→ **GIVEN TASK A**
In the article about Rubin's senior honors thesis, what decision during the Korean War is he exploring?
→ **GIVEN TASK B**
Copy out the entries word for word, starting from their first line and ending with the line that contains "(455, 66), (754, 317)", including that line.

→ **TEXT SHOWN**
Rubin, a history major, is exploring the United States’ decision to move troops north of the 38th Parallel during the Korean War for his senior honors thesis.

“The Korean War has always been an interesting topic to me,” he says. “It is intriguing to study the American motives behind getting involved in another conflict so quickly after World War II. The war also marked a new phase in American foreign policy, in that we were fighting for an ideal — anti-communism — as opposed to a defined territorial invasion, as was the case in the two world wars.”

Rubin wrote a term paper on the roots of the Korean War last year for a foreign policy class taught by Arnold Offner, Cornelia F. Hugel Professor of History.

“The period from 1945 to 1950 was a very important and exciting period in American history, since it marked the end of a huge world conflict and saw the beginning of a 45-year Cold War,” Rubin says, adding that he became so interested that he decided to explore the topic further.

“I love reading through primary documents,” he says. “You get a feel of the time. There’s no analysis by current historians — it’s all the genuine stuff. And I love reading through foreign policy documents.”

Offner, Rubin’s thesis adviser, says Rubin had been “reading heavily” from U.S. Department of State files and from material from the Chinese government. “Dan’s terrific,” he says. “He’s a super researcher, he’s very analytical in his thinking, and he’s a hard worker. He has all the makings of a very, very fine historian. He’s a hard-working, hard-driving, reliable, responsible, and serious young man.”

Rubin, who hopes to earn a Ph.D. in history and teach on the university level, says Lafayette has provided him with “a very helpful and beneficial environment for independent work such as my thesis. The two most important aspects of writing a thesis are good research facilities and positive thesis advisers. The library has a wide and extensive collection of periodicals, government documents, and secondary sources on my topic, making my research far more thorough.”

And, he adds, Offner has been very helpful. “He has given me suggestions of sources to research and aided me in the basic structuring of a thesis,” Rubin says.

A member of Phi Kappa Psi fraternity and Phi Alpha Theta, the history honors society, Rubin is also working as an EXCEL Scholar project with Offner this semester, exploring Hubert Humphrey’s vice presidency and candidacy for president of the United States in 1969.

→ **ROWS**

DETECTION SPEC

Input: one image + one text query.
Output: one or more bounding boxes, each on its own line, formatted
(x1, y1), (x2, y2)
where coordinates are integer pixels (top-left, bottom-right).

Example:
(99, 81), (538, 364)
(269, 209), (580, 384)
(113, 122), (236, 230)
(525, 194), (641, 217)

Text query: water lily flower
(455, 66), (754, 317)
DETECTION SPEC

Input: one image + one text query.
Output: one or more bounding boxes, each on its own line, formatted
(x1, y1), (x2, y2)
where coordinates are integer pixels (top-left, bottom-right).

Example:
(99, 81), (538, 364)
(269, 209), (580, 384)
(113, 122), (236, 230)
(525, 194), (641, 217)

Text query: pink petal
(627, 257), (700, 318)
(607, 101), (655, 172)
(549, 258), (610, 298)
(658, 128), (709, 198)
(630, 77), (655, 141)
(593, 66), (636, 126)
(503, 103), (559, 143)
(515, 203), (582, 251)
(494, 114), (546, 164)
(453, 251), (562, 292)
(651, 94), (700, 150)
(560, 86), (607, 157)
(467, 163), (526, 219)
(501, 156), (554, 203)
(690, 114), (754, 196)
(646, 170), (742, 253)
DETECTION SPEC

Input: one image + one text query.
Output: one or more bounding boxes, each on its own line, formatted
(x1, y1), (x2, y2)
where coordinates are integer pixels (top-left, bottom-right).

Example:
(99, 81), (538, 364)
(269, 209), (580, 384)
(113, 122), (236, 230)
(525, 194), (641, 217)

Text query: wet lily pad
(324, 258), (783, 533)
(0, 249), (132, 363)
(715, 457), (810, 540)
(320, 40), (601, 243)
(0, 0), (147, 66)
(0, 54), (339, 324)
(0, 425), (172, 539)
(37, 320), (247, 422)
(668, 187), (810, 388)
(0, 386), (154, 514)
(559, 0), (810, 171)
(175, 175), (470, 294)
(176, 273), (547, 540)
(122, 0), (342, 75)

→ **FULL RESPONSE A**
He is exploring the United States' decision to move troops north of the 38th Parallel.

→ **FULL RESPONSE B**
DETECTION SPEC

Input: one image + one text query.
Output: one or more bounding boxes, each on its own line, formatted
(x1, y1), (x2, y2)
where coordinates are integer pixels (top-left, bottom-right).

Example:
(99, 81), (538, 364)
(269, 209), (580, 384)
(113, 122), (236, 230)
(525, 194), (641, 217)

Text query: water lily flower
(455, 66), (754, 317)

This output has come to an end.